- TAREFA CURTA A: Selecione todas as linhas que contêm a palavra "face".

- BLOCO DE TEXTO:
++++

Wes Craven e Clive Barker falam sobre horror e sexualidade

Wes Craven e Clive Barker, duas mentes macabras do cinema, falam sobre a psicologia por trás com horror com a Dra. Ruth Westheimer.

Dra. Ruth K. Westheimer foi uma terapeuta psicossexual e um ícone pop-cultural na década de 1980. Seu trabalho era visto com igual respeito e divertimento, e era uma voz positiva para a sexualidade em uma era tão repressiva. Além do programa que mantinha no ar, na época ela apareceu na capa da People Magazine e Tv Guide, e publicou mais de 30 livros.

Certa vez, os diretores Wes Craven (A Hora do Pesadelo) e Clive Barker (Hellraiser) compareceram no programa e falaram com ela a respeito da psicologia por trás do horror. Percebe-se pela conversa que ela não é lá muito chegada nos filmes, e até dá a entender que apenas razões superficiais estimularam os diretores convidados a criar tais filmes de terror, mas Craven e Barker dão excelentes respostas na entrevista.

Confira o vídeo original e a transcrição traduzida para o português pela Macabra.

Tradução macabra da entrevista

Dra Ruth: Hoje a noite nós vamos falar sobre filmes. Me ajudem a receber Wes Craven, que é o criador de Freddy Krueger e que tem um filme nos cinemas agora. *Palmas* Obrigada, Wes. E nós também temos outro convidado, lá de Los Angeles via satélite, me ajudem a receber Clive Barker. Um escritor famoso, autor do livro In the Flesh e da história “A Madonna”. Deixe-me perguntar primeiro para você, Wes. Como você assusta os jovens nos filmes? Como você faz isso?

++++

- TAREFA CURTA B: Transcreva o trecho do texto sobre horror e sexualidade de "Wes Craven e Clive Barker, duas" até "respostas na entrevista.", inclusive.

Trechos de dados de anotação por pontos
++++

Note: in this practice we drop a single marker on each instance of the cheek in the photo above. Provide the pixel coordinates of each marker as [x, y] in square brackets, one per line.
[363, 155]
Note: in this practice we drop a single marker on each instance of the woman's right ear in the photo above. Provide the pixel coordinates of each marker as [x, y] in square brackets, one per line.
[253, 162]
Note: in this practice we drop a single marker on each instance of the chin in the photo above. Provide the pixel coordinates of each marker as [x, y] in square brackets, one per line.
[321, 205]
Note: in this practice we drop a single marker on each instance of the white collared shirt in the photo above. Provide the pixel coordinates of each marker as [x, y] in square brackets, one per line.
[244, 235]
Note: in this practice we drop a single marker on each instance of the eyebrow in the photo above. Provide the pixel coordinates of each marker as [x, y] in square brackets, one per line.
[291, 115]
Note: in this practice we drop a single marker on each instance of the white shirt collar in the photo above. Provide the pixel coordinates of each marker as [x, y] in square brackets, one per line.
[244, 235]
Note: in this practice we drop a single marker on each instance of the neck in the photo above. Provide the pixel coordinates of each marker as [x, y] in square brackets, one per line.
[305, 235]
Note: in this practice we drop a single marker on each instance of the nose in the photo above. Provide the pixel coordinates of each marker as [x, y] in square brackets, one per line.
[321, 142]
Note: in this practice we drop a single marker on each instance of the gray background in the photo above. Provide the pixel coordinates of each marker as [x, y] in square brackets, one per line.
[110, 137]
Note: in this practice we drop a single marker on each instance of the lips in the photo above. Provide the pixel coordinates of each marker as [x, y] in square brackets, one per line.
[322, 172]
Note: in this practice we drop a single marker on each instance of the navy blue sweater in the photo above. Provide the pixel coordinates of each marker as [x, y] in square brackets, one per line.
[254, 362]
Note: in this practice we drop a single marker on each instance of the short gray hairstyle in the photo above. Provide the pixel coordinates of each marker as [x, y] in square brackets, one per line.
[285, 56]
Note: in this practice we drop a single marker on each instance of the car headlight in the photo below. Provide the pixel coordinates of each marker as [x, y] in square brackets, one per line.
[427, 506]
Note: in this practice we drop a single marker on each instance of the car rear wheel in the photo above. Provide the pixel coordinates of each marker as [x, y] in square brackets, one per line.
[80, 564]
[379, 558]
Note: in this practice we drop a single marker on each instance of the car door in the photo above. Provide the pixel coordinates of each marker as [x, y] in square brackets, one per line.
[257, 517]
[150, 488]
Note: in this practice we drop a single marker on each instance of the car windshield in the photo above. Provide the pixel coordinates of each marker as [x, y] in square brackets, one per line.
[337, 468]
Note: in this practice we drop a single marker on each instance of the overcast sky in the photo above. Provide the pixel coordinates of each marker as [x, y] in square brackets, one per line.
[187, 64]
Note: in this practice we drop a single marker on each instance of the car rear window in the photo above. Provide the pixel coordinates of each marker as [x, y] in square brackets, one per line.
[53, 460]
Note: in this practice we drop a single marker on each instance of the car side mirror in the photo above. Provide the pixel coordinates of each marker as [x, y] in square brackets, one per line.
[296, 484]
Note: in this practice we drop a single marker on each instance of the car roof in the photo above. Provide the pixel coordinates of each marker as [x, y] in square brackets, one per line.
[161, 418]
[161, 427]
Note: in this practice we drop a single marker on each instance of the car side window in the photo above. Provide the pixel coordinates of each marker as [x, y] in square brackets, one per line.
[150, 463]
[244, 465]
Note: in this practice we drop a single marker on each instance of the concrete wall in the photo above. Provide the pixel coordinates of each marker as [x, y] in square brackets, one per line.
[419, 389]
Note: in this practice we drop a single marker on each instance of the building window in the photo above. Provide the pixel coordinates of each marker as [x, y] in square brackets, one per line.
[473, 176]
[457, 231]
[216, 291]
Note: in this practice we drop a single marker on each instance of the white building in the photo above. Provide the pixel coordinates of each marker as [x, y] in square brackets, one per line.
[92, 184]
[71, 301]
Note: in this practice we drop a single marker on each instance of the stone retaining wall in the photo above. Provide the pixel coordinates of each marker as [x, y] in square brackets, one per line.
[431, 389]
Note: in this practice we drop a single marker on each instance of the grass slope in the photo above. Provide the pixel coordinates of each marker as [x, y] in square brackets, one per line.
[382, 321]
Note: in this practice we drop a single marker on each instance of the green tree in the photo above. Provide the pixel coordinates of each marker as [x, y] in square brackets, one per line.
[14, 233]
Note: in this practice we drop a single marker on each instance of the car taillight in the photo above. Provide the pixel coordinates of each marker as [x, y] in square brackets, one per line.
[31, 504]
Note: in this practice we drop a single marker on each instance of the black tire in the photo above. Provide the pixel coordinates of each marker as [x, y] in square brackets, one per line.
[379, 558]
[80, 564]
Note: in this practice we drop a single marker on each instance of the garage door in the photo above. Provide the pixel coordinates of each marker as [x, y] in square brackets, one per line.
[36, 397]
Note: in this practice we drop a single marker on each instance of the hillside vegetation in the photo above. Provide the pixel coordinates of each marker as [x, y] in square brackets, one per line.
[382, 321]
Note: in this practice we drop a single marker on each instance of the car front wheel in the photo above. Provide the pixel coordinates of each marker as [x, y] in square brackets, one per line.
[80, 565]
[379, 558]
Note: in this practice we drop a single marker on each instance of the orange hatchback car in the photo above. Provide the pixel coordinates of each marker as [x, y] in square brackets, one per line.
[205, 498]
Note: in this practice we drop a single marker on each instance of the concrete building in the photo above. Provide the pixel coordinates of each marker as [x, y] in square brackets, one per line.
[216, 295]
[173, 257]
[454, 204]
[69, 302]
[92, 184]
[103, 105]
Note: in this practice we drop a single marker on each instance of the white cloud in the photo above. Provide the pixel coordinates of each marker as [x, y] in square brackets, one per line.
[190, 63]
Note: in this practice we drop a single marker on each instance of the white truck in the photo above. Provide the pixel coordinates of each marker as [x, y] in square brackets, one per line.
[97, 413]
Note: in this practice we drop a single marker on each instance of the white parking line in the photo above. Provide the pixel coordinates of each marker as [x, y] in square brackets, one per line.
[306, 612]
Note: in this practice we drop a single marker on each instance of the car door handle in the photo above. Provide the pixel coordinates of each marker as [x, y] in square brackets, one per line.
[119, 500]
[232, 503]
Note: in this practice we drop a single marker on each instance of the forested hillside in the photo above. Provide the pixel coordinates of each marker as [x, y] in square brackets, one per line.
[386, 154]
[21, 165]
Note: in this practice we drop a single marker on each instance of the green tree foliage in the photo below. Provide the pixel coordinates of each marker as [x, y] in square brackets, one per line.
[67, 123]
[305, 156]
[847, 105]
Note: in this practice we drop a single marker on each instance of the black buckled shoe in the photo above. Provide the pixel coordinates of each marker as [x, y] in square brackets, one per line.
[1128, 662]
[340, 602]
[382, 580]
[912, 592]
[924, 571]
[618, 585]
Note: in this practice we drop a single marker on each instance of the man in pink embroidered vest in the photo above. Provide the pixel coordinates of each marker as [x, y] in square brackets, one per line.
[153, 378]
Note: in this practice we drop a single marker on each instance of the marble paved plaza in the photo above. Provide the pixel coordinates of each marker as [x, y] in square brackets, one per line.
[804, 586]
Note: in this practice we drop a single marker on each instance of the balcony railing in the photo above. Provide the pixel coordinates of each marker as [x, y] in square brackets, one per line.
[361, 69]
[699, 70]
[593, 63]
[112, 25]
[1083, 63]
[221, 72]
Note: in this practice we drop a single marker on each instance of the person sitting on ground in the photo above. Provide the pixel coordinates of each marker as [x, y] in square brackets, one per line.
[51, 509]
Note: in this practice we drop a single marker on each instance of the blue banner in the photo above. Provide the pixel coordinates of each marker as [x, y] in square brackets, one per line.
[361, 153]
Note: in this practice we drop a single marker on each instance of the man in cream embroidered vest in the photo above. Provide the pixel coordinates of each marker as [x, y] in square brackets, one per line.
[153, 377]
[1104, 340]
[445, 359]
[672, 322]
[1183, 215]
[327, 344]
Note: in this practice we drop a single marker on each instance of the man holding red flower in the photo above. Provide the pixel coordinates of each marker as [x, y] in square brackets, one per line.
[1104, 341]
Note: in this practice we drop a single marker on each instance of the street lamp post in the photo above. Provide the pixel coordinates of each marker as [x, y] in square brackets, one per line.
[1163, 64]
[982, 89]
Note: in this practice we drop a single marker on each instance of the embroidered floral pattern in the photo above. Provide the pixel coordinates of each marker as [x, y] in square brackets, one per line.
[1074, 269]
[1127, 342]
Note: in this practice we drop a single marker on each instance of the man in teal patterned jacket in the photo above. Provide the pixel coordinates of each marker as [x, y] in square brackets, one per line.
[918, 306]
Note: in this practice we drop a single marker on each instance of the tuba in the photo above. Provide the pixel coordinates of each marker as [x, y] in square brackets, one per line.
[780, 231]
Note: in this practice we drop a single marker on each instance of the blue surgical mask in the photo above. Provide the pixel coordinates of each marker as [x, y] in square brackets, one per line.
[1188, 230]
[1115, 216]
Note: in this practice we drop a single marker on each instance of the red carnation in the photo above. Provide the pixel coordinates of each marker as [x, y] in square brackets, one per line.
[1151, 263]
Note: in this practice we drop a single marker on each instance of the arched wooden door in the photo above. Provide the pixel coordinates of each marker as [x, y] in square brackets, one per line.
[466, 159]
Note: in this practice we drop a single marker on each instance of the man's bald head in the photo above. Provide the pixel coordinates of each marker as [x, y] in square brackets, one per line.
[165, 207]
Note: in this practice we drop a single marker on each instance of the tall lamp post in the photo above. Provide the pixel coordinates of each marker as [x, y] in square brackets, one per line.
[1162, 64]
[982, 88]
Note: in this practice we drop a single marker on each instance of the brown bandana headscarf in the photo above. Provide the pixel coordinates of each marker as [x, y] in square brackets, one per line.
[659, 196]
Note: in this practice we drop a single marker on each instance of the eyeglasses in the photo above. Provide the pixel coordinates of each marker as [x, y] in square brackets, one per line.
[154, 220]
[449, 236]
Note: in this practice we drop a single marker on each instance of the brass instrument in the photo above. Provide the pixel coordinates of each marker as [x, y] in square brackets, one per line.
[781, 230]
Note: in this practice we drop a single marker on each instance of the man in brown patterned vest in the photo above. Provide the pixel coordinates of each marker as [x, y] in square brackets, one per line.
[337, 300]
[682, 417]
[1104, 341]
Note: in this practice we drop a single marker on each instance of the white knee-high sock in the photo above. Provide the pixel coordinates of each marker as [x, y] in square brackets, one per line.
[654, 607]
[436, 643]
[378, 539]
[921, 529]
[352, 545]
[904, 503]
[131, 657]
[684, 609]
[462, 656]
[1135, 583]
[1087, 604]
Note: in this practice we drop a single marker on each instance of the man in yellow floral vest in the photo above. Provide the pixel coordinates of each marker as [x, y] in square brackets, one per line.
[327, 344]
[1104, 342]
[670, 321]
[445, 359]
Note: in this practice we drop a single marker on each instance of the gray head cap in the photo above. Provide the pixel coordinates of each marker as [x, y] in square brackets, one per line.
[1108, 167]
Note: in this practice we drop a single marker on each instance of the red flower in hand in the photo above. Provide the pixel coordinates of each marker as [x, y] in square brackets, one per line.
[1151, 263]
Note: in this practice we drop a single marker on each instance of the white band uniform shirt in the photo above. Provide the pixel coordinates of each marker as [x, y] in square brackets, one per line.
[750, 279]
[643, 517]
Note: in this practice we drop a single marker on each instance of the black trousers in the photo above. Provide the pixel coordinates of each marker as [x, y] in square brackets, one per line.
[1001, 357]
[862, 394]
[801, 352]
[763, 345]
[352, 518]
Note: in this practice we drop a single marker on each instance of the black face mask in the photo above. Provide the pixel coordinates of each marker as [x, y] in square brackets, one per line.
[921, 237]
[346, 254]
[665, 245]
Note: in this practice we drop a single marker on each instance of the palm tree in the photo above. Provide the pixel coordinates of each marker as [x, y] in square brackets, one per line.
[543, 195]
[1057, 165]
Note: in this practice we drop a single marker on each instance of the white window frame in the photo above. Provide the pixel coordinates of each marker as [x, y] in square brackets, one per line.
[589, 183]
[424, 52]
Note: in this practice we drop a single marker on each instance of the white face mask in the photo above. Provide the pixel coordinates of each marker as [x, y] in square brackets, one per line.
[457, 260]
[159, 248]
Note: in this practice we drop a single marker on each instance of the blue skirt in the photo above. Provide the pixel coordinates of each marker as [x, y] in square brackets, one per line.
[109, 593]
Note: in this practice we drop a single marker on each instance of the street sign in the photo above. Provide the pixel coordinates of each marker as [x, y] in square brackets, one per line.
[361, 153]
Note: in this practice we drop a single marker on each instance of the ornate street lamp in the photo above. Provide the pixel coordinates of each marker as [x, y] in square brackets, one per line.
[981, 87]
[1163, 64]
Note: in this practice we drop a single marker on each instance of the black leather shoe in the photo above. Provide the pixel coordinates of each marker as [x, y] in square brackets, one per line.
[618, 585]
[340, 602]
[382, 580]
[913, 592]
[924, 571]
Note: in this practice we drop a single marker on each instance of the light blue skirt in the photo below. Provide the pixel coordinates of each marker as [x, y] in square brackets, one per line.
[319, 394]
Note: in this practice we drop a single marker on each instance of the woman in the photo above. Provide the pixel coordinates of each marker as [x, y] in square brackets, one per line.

++++

- RESPOSTA ESCRITA A:
Note: in this practice we drop a single marker on each instance of the black face mask in the photo above. Provide the pixel coordinates of each marker as [x, y] in square brackets, one per line.
Note: in this practice we drop a single marker on each instance of the white face mask in the photo above. Provide the pixel coordinates of each marker as [x, y] in square brackets, one per line.

- RESPOSTA ESCRITA B:
Wes Craven e Clive Barker, duas mentes macabras do cinema, falam sobre a psicologia por trás com horror com a Dra. Ruth Westheimer.

Dra. Ruth K. Westheimer foi uma terapeuta psicossexual e um ícone pop-cultural na década de 1980. Seu trabalho era visto com igual respeito e divertimento, e era uma voz positiva para a sexualidade em uma era tão repressiva. Além do programa que mantinha no ar, na época ela apareceu na capa da People Magazine e Tv Guide, e publicou mais de 30 livros.

Certa vez, os diretores Wes Craven (A Hora do Pesadelo) e Clive Barker (Hellraiser) compareceram no programa e falaram com ela a respeito da psicologia por trás do horror. Percebe-se pela conversa que ela não é lá muito chegada nos filmes, e até dá a entender que apenas razões superficiais estimularam os diretores convidados a criar tais filmes de terror, mas Craven e Barker dão excelentes respostas na entrevista.